WHAT TO WORK ON: Extract every one of the items below, reproducing each line word for word.

Rows taken from a dataset:
━━━━━━━━━━━━━━━━━━━━

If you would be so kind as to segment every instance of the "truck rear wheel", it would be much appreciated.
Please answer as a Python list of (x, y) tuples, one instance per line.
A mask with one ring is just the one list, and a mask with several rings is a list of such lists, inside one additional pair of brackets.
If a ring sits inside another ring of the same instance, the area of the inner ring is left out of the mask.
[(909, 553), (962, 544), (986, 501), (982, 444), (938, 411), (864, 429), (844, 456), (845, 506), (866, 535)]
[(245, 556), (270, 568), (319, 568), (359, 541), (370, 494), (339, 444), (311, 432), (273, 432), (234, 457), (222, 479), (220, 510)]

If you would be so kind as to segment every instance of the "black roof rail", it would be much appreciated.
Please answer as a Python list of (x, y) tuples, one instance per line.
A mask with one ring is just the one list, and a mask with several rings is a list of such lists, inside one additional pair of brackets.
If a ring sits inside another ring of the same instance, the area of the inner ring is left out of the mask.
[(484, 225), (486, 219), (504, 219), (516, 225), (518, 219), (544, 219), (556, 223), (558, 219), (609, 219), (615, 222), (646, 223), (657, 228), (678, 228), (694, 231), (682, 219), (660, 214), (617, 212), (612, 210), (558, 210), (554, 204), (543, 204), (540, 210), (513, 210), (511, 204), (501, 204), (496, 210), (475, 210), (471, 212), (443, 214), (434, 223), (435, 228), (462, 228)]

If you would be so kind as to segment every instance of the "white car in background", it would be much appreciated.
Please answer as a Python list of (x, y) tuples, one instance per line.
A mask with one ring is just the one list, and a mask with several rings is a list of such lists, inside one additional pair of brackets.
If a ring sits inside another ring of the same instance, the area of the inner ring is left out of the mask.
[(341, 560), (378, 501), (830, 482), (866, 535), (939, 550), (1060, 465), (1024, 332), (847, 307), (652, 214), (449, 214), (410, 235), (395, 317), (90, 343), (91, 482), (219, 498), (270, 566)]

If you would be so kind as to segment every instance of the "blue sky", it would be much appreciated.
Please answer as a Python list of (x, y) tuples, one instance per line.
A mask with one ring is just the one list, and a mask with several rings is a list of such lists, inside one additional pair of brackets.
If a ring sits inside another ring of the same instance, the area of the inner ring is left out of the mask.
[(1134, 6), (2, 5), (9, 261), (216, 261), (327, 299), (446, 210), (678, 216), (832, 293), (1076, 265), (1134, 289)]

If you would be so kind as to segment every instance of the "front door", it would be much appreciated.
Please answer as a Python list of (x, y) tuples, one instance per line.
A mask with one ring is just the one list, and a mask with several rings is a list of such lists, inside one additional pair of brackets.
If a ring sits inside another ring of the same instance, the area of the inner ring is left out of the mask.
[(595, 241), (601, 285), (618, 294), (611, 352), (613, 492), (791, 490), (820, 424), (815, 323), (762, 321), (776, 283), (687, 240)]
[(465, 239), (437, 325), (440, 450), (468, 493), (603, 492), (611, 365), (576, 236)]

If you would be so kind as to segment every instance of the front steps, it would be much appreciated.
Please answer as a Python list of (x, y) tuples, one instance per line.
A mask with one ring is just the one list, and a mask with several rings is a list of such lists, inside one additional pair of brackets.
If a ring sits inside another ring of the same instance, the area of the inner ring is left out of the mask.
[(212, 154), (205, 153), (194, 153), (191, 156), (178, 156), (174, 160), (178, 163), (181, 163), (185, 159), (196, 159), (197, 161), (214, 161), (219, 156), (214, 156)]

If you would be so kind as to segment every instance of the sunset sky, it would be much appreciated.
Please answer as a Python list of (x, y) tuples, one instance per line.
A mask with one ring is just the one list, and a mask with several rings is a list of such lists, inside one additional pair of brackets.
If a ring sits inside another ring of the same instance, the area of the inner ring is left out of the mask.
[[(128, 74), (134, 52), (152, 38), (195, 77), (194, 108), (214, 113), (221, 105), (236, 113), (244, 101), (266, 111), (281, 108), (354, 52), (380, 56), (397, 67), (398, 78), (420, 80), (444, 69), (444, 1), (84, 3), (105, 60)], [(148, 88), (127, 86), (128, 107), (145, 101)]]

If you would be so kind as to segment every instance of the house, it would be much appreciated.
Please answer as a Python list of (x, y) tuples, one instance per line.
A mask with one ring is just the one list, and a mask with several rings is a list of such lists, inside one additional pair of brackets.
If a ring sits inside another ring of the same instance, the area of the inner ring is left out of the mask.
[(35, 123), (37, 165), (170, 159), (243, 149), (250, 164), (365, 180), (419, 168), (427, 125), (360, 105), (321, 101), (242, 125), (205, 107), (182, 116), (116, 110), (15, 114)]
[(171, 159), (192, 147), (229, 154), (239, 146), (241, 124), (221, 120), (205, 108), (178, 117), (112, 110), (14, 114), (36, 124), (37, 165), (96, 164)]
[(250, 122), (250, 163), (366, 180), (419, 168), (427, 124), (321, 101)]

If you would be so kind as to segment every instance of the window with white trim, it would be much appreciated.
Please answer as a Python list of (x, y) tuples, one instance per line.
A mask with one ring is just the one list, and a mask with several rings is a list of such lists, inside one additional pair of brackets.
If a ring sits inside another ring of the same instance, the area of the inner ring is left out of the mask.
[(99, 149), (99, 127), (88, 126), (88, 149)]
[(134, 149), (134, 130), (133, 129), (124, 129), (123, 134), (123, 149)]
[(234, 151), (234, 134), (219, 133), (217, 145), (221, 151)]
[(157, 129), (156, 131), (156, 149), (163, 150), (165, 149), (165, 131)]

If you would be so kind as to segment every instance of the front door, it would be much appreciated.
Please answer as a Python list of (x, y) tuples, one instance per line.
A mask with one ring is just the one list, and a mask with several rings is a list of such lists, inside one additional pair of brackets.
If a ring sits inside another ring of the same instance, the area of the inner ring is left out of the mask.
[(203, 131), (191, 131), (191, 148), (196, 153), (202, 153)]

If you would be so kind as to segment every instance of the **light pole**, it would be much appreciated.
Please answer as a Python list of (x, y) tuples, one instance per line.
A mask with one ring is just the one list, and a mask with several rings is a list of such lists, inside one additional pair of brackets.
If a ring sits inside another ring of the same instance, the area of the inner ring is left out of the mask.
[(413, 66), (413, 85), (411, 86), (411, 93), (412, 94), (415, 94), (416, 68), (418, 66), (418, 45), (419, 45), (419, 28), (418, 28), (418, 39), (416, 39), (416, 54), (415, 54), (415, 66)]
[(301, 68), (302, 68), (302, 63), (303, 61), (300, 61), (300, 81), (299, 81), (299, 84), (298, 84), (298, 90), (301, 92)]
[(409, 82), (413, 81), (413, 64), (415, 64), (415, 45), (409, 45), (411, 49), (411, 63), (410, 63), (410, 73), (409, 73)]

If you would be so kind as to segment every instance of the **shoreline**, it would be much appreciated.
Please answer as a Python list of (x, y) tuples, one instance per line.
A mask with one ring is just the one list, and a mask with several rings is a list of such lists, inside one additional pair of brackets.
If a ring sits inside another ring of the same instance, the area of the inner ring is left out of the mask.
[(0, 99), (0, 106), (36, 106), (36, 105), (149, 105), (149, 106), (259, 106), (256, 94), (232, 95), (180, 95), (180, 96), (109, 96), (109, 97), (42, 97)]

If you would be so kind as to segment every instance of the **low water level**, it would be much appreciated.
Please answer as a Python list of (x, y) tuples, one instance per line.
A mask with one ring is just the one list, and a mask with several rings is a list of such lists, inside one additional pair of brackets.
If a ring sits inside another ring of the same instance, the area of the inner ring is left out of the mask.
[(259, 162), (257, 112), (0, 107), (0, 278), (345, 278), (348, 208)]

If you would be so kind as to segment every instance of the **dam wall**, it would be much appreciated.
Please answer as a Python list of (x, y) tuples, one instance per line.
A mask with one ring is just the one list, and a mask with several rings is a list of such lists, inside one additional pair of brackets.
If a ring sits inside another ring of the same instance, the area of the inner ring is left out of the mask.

━━━━━━━━━━━━━━━━━━━━

CORRECT RESULT:
If you would be so kind as to segment every instance of the "truck rear wheel", it would be much appreciated.
Please answer as a Python list of (x, y) tuples, one instance per line.
A mask with one ring is just the one list, and a mask with several rings is a list of such lists, inside one additional pair of brackets.
If a ring sits inside another ring of the same instance, the area of the inner ring is left out of the mask.
[(909, 553), (962, 544), (986, 501), (982, 444), (938, 411), (864, 429), (844, 456), (845, 506), (866, 535)]
[(245, 556), (270, 568), (319, 568), (359, 541), (370, 494), (339, 444), (311, 432), (273, 432), (234, 457), (222, 479), (220, 510)]

If you would be so kind as to segment every instance of the "black roof rail", it would be much appreciated.
Please answer as a Python list of (x, y) tuples, one instance per line.
A mask with one ring is just the one list, and a mask with several rings is a list of such lists, inside one additional pair of brackets.
If a ring sits inside another ring of the same instance, the area of the inner ring is left out of the mask.
[(484, 225), (486, 219), (504, 219), (516, 225), (518, 219), (544, 219), (556, 223), (558, 219), (609, 219), (615, 222), (646, 223), (657, 228), (678, 228), (694, 231), (682, 219), (660, 214), (617, 212), (612, 210), (558, 210), (554, 204), (543, 204), (540, 210), (513, 210), (511, 204), (501, 204), (496, 210), (475, 210), (471, 212), (443, 214), (434, 223), (435, 228), (462, 228)]

If you would be so kind as to segment every instance of the "white car in background", it would be much appreciated.
Please answer as a Python list of (x, y) tuples, one instance per line.
A mask with one ring is just the one list, and a mask with several rings is a list of such lists, inside one additional pair of brackets.
If a ring sits inside another ring of the same instance, the area of the inner ring is left out of the mask.
[(341, 560), (378, 501), (830, 482), (866, 535), (939, 550), (1060, 465), (1024, 332), (847, 307), (652, 214), (449, 214), (410, 235), (395, 317), (90, 343), (91, 482), (219, 498), (270, 566)]

If you would be so kind as to segment every instance of the "blue sky", it would be much appreciated.
Please answer as a Python list of (x, y) tuples, one instance per line.
A mask with one ring is just the one list, and a mask with several rings is a list of such lists, inside one additional pair of brackets.
If a ring sits inside another ring of the same instance, the area of the inner ring is left out of the mask.
[(1134, 6), (2, 5), (9, 261), (216, 261), (327, 299), (446, 210), (678, 216), (832, 293), (1076, 265), (1134, 289)]

If you would be so kind as to segment every instance of the "front door", it would be much appreciated.
Please answer as a Python list of (x, y) tuples, one instance per line.
A mask with one ring is just the one list, and a mask with several rings is a list of such lists, inside one additional pair of brackets.
If a ring sits inside another ring of the same instance, the area of the inner ring is left out of the mask.
[(595, 241), (601, 285), (618, 294), (611, 352), (613, 492), (791, 490), (820, 424), (815, 323), (762, 321), (776, 283), (687, 240)]
[(465, 239), (437, 325), (440, 450), (468, 493), (603, 492), (611, 365), (576, 236)]

If you would be so kind as to segment every instance of the front steps, it would be much appreciated.
Please answer as a Python list of (x, y) tuples, one instance per line.
A mask with one ring is just the one list, and a mask with several rings is a list of such lists, inside one additional pair of brackets.
If a ring sits inside another ring of the same instance, the area of the inner ring is left out of the mask.
[(212, 154), (205, 153), (194, 153), (191, 156), (178, 156), (174, 160), (178, 163), (181, 163), (185, 159), (196, 159), (197, 161), (214, 161), (219, 156), (214, 156)]

If you would be so kind as to segment every instance of the sunset sky, it would be much appreciated.
Please answer as a Python list of (x, y) tuples, one instance per line.
A mask with one ring is just the one list, and a mask with several rings is a list of such lists, inside one additional pair of brackets.
If a ring sits inside another ring of the same instance, the area of the inner ring is left out of the mask.
[[(128, 74), (134, 52), (152, 38), (195, 77), (194, 108), (214, 113), (221, 105), (236, 113), (244, 101), (266, 111), (281, 108), (354, 52), (380, 56), (397, 67), (398, 78), (420, 80), (444, 69), (444, 1), (84, 3), (105, 60)], [(148, 88), (127, 86), (128, 107), (145, 101)]]

If you would be so kind as to segment every instance of the house, it would be much appreciated.
Please answer as a Python list of (x, y) tuples, one instance per line.
A mask with one ring is just the one list, and a mask with several rings is a list of such lists, inside one additional pair of brackets.
If a ring sits inside another ring of the same instance, the area of the inner ring is left out of the mask.
[(35, 123), (37, 165), (170, 159), (243, 149), (250, 164), (365, 180), (419, 168), (427, 125), (360, 105), (321, 101), (242, 125), (205, 107), (182, 116), (116, 110), (15, 114)]
[(171, 159), (192, 147), (229, 154), (239, 146), (241, 124), (221, 120), (205, 108), (178, 117), (112, 110), (14, 114), (36, 124), (37, 165), (96, 164)]
[(250, 122), (250, 163), (366, 180), (419, 168), (427, 124), (321, 101)]

If you would be so kind as to segment every instance of the window with white trim, it would be much appreciated.
Please answer as a Python list of (x, y) tuples, one instance per line.
A mask with one ring is just the one list, and a mask with several rings is a list of such lists, inside one additional pair of brackets.
If a ring sits inside another ring of the same instance, the area of the inner ring is left out of the mask.
[(99, 149), (99, 127), (88, 126), (88, 149)]
[(134, 149), (134, 130), (133, 129), (124, 129), (123, 134), (123, 149)]
[(234, 151), (234, 134), (219, 133), (217, 145), (221, 151)]
[(157, 129), (156, 131), (156, 149), (163, 150), (165, 149), (165, 131)]

If you would be so kind as to segment every instance of the front door, it would be much appreciated.
Please answer as a Python list of (x, y) tuples, one instance per line.
A mask with one ring is just the one list, and a mask with several rings is a list of such lists, inside one additional pair of brackets.
If a ring sits inside another ring of the same instance, the area of the inner ring is left out of the mask.
[(203, 131), (191, 131), (191, 148), (196, 153), (202, 153)]

If you would be so kind as to segment every instance of the **light pole**, it would be much appreciated.
Please answer as a Python list of (x, y) tuples, one instance per line.
A mask with one ring is just the one list, and a mask with several rings is a list of such lists, inside one additional pair of brackets.
If a ring sits inside another ring of the same instance, the area of the inner ring is left out of the mask.
[(413, 66), (413, 85), (411, 86), (411, 93), (412, 94), (415, 94), (416, 68), (418, 66), (418, 45), (419, 45), (419, 28), (418, 28), (418, 39), (416, 39), (416, 54), (415, 54), (415, 66)]
[(301, 68), (302, 68), (302, 63), (303, 61), (300, 61), (300, 81), (299, 81), (299, 84), (298, 84), (298, 90), (301, 92)]
[(409, 82), (413, 81), (413, 64), (415, 64), (415, 45), (409, 45), (411, 49), (411, 63), (410, 63), (410, 73), (409, 73)]

If you would be so kind as to segment every instance of the **shoreline**, it would be much appreciated.
Please answer as a Python list of (x, y) tuples, one instance per line.
A mask with one ring is just the one list, and a mask with several rings is a list of such lists, inside one additional pair of brackets.
If a ring sits inside another ring of the same instance, the area of the inner ring is left out of the mask.
[(0, 99), (0, 106), (36, 106), (36, 105), (149, 105), (149, 106), (259, 106), (256, 94), (232, 95), (180, 95), (180, 96), (109, 96), (109, 97), (42, 97)]

If you would be so kind as to segment every instance of the **low water level**, it would be much appreciated.
Please answer as a Python list of (x, y) tuples, one instance per line.
A mask with one ring is just the one list, and a mask with several rings is a list of such lists, inside one additional pair of brackets.
If a ring sits inside another ring of the same instance, the area of the inner ring is left out of the mask.
[(259, 162), (257, 112), (0, 107), (0, 278), (345, 278), (348, 208)]

If you would be so kind as to segment every instance of the **dam wall**, it would be much appreciated.
Please answer as a Python list of (x, y) tuples, one instance per line.
A mask with one ring is just the one list, and a mask with several rings is a list of such lists, inside one additional pair of brackets.
If a ring sits inside another ring of the same instance, the area of the inner ring is left out of the mask.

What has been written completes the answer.